→ **Written exercise**
Rewrite these records with "Found" changed to "Detected" and everything else kept the same, omitting the pictures.

→ **Exercise materials**
☆ ☆ ☆ ☆
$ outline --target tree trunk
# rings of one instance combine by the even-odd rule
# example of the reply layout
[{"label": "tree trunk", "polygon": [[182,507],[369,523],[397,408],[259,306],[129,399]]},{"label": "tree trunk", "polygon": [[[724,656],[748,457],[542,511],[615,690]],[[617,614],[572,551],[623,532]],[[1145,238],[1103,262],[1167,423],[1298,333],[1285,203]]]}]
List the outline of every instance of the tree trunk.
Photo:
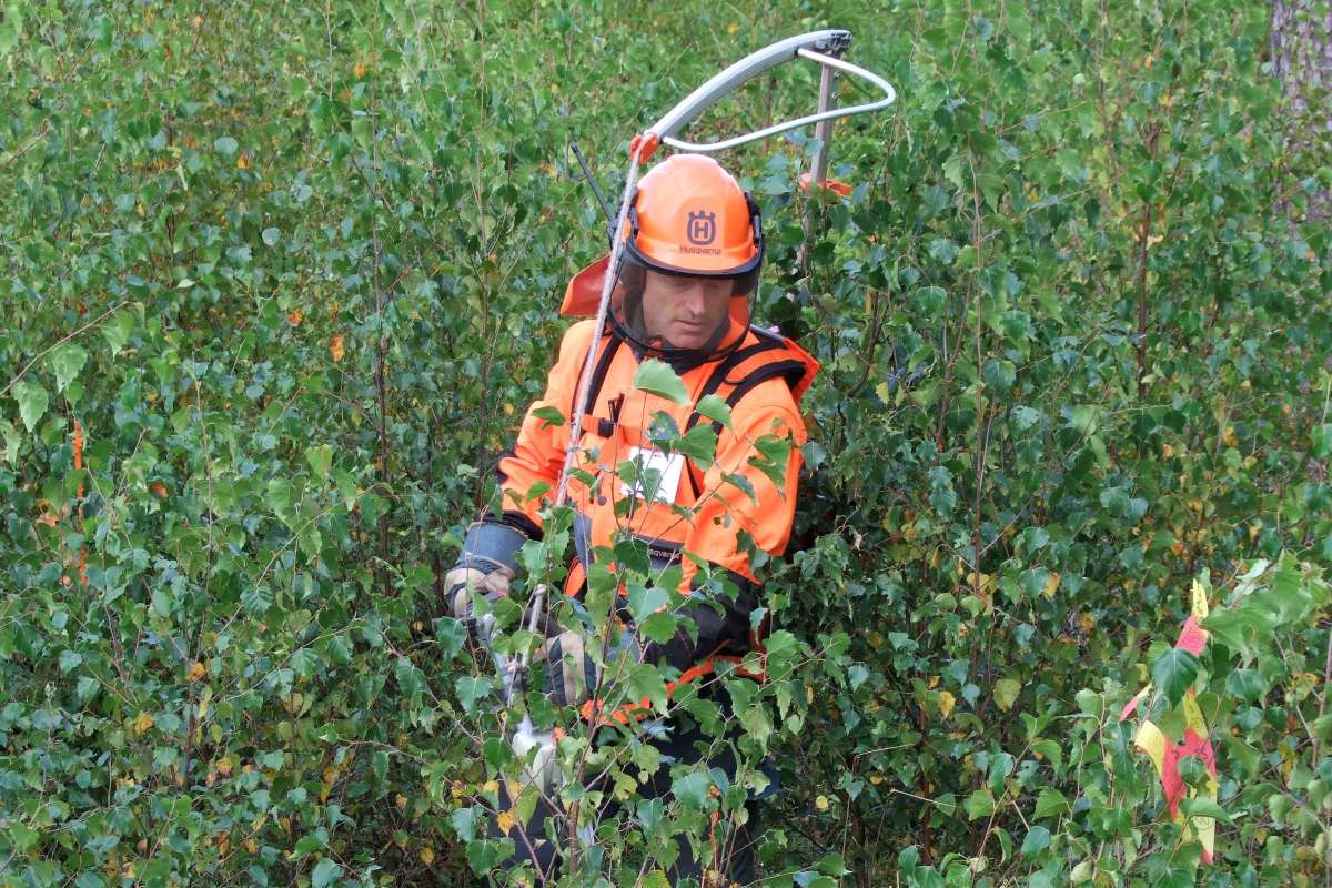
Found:
[{"label": "tree trunk", "polygon": [[[1272,0],[1268,48],[1288,101],[1291,160],[1303,178],[1317,169],[1332,144],[1332,1]],[[1323,188],[1309,197],[1308,218],[1328,217],[1332,193]]]}]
☆ ☆ ☆ ☆
→ **Answer to the problem**
$ outline --target tree trunk
# rings of one instance combine by the even-odd rule
# example of the reply layout
[{"label": "tree trunk", "polygon": [[182,507],[369,523],[397,408],[259,306],[129,399]]},{"label": "tree trunk", "polygon": [[[724,656],[748,457],[542,511],[615,690]],[[617,614],[572,551],[623,532]],[[1145,238],[1103,262],[1167,423],[1298,333],[1285,203]]]}]
List the outline of every instance of the tree trunk.
Photo:
Detected:
[{"label": "tree trunk", "polygon": [[[1272,0],[1268,48],[1288,101],[1291,160],[1303,178],[1317,169],[1332,144],[1332,1]],[[1323,188],[1309,197],[1308,218],[1328,217],[1332,193]]]}]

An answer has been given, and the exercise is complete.